-- start of Extracted text --
The third and, unfortunately, the largest group are the willfully non-compliant who display their dysfunctional relationship with authority in reprehensibly passive-aggressive ways. While ostensibly adhering to the rule, they will question its purpose even though it has been explained to them a hundred times.
The challenge to the rule will generally unfold as follows:
The "closet revolutionary" will have an item for disposal in his hands (this type is overwhelmingly male) and will generally stand in front of the kitchen garbage can staring at it pensively for however long it takes to get my attention. Although tempted to ignore this cue for me to inquire into their dilemma, since I know what's about to happen, I will invariably respond simply to get the inevitable over with.
"Well, I was just wondering..."
"Now promise you won't get pissed."
"I mean it's not that I want to be difficult, but you have to admit that The Garbage Rule is rather vague."
"It's not vague in the least, at least to those who genuinely want to comply with it."
"See, you're getting pissed."
"Not pissed, just worn out from incessant carping. So what's your question?"
"Well... is this wet or dry garbage?"
-- end of Extracted text --
-- start of Stored rows --
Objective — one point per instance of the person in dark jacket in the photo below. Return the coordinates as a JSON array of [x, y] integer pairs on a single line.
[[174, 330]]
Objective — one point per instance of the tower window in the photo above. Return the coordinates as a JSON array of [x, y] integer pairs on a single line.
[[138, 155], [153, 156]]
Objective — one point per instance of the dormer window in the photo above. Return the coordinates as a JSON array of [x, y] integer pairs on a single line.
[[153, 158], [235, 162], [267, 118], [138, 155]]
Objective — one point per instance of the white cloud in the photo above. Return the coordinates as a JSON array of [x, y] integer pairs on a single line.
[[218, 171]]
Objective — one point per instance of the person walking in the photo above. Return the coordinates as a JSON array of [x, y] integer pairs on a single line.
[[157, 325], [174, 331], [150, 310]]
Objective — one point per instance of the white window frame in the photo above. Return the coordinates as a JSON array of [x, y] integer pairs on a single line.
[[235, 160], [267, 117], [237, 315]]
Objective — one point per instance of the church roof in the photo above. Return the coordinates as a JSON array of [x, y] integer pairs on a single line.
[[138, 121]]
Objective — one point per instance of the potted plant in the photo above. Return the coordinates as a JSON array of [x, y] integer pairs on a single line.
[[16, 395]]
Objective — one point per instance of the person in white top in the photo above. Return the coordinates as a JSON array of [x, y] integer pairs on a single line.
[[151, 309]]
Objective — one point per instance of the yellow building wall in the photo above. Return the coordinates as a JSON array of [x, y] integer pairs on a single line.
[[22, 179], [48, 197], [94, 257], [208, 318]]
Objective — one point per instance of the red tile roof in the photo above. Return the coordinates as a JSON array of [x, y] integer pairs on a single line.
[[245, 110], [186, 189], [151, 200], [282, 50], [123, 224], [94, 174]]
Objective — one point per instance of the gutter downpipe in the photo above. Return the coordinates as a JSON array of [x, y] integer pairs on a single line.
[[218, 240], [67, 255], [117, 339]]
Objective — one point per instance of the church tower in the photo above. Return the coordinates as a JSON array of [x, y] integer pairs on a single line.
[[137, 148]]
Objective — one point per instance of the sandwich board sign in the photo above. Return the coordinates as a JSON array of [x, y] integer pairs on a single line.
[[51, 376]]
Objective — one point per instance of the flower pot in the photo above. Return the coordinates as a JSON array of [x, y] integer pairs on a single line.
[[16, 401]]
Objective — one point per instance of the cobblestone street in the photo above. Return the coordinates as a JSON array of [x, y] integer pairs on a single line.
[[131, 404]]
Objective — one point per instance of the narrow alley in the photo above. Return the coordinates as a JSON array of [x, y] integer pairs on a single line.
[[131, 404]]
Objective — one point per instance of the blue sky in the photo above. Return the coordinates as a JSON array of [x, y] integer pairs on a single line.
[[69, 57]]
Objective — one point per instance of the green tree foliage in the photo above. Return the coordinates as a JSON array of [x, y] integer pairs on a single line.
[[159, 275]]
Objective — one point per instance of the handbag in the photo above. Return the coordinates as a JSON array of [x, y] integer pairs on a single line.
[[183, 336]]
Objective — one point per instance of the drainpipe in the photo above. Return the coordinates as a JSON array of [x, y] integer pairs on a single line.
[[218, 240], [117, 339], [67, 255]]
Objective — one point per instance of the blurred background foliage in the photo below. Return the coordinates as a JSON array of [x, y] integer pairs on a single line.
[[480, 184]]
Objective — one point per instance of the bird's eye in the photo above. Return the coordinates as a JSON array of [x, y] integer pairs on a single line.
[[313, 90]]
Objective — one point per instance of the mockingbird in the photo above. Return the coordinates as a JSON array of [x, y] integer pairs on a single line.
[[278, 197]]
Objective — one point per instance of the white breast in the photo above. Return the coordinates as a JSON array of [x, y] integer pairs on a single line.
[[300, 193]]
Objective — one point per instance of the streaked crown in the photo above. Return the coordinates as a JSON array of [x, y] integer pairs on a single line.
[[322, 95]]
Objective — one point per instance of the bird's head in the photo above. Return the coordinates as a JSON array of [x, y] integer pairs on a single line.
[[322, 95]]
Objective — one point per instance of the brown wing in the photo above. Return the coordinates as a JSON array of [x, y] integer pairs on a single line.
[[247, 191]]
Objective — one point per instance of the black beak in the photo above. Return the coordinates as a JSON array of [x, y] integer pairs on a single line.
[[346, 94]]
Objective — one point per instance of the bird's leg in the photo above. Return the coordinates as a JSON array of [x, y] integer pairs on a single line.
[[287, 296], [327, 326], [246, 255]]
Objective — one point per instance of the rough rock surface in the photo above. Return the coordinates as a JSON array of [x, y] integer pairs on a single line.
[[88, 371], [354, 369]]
-- end of Stored rows --
- [Objective]: Reproduce, word for word, everything in the garbage rule text from "The third and, unfortunately, the" down to "inevitable over with.".

- [Answer]:
The third and, unfortunately, the largest group are the willfully non-compliant who display their dysfunctional relationship with authority in reprehensibly passive-aggressive ways. While ostensibly adhering to the rule, they will question its purpose even though it has been explained to them a hundred times.
The challenge to the rule will generally unfold as follows:
The "closet revolutionary" will have an item for disposal in his hands (this type is overwhelmingly male) and will generally stand in front of the kitchen garbage can staring at it pensively for however long it takes to get my attention. Although tempted to ignore this cue for me to inquire into their dilemma, since I know what's about to happen, I will invariably respond simply to get the inevitable over with.